> **Aim of the exercise**
Locate each line in the records below that holds the word "light", and copy those lines out in full.

[Point annotation records]
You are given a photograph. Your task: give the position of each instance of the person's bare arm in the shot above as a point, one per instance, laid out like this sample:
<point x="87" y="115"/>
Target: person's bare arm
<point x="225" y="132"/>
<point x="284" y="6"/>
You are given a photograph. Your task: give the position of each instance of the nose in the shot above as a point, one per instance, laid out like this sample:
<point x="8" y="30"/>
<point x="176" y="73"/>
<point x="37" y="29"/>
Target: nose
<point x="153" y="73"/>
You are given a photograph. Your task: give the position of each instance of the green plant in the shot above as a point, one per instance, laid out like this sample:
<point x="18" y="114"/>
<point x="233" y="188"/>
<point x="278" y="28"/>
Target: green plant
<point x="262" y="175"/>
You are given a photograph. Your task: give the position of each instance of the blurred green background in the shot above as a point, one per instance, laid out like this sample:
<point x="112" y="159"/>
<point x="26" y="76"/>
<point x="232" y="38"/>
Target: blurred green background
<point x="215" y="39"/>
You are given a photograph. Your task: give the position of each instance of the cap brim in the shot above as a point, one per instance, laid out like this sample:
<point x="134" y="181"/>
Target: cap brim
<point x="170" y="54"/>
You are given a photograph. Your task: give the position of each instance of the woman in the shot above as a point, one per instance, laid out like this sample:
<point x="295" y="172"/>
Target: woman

---

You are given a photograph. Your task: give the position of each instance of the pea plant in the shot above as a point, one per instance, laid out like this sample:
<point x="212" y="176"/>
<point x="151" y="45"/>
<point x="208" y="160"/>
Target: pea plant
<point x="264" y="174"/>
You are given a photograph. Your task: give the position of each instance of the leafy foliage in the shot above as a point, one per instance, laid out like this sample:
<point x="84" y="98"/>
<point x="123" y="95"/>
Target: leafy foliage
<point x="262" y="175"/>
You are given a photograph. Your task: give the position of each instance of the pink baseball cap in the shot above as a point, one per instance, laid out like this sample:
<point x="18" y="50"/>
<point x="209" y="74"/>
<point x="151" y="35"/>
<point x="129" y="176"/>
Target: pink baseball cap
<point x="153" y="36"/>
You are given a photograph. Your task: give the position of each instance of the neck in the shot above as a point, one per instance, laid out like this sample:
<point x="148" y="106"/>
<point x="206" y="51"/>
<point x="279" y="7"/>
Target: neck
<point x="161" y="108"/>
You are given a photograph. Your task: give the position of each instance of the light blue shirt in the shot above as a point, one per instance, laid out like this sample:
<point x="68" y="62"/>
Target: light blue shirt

> **Correct result**
You are given a photograph. Your task: give the position of each instance of the light blue shirt in the shot above as a point, one per instance, laid out like this sample:
Target: light blue shirt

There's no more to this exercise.